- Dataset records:
_ _ _ _

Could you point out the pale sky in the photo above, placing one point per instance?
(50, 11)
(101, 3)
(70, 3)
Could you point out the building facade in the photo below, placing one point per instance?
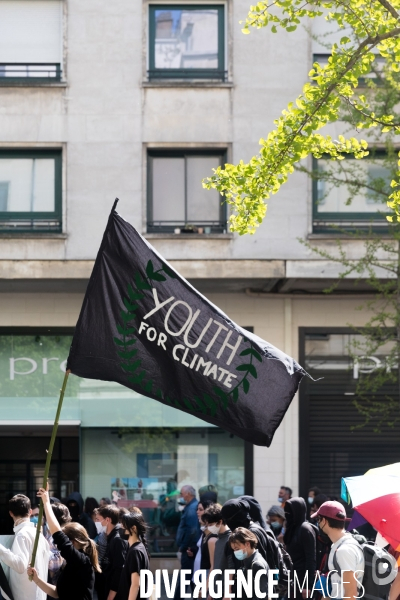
(141, 100)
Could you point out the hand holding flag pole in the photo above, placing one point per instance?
(47, 467)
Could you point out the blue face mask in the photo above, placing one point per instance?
(276, 526)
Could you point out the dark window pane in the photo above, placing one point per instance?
(186, 39)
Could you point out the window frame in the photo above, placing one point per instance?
(56, 215)
(350, 221)
(181, 153)
(219, 74)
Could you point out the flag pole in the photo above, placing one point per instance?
(47, 466)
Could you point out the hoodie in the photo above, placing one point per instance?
(300, 540)
(79, 516)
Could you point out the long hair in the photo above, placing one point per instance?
(76, 533)
(135, 519)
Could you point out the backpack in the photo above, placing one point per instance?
(379, 569)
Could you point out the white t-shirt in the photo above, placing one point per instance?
(350, 557)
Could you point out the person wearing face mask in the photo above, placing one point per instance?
(188, 531)
(276, 520)
(285, 493)
(236, 513)
(204, 553)
(215, 523)
(137, 557)
(116, 550)
(56, 562)
(243, 543)
(34, 518)
(19, 556)
(101, 543)
(300, 542)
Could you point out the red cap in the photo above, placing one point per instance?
(332, 510)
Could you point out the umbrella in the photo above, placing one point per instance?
(384, 515)
(365, 488)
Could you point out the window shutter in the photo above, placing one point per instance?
(30, 31)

_ _ _ _

- Assignment: Copy each line of the records precisely and drop any images they hold.

- Result of this task:
Could you point out the pale sky in the photo above, placing one point per instance?
(50, 11)
(101, 3)
(70, 3)
Could you point out the building facade in the photo below, placing one point per instance?
(141, 100)
Could you point out the hand holding flag pole in the photo above, placing one point per instance?
(47, 467)
Could you point out the blue face mask in the photo above, placing one point per instance?
(276, 526)
Could you point out the dark window pane in the photo above, placing one point per instance?
(186, 39)
Could you point out the window frame in the photo above, placing one point per instance?
(56, 215)
(350, 221)
(181, 153)
(219, 74)
Could you point out the flag pole in the photo above, placing one point per instance?
(47, 466)
Could you point out the hoodie in the photo above, placing one point per instance?
(300, 540)
(79, 516)
Could you point out the long hair in the photo above, placing one point per instance?
(76, 533)
(135, 519)
Could you point out the backpack in the photo above, placing one point per instance?
(379, 569)
Could you point out the white t-shirt in the photo above, placing one point per instance?
(350, 557)
Could you point out the person wearing face mask in the photo above, placing one point per instance?
(188, 531)
(276, 520)
(285, 493)
(236, 513)
(204, 553)
(215, 523)
(137, 557)
(116, 550)
(56, 562)
(243, 543)
(34, 518)
(19, 556)
(101, 543)
(300, 542)
Could you point out the red cap in the photo above, placing one point per instance?
(332, 510)
Could you point out the umbrella in the photo above, placing one point per instance?
(384, 515)
(365, 488)
Could you point out the window shutter in the photo above, placing one point per instance?
(30, 31)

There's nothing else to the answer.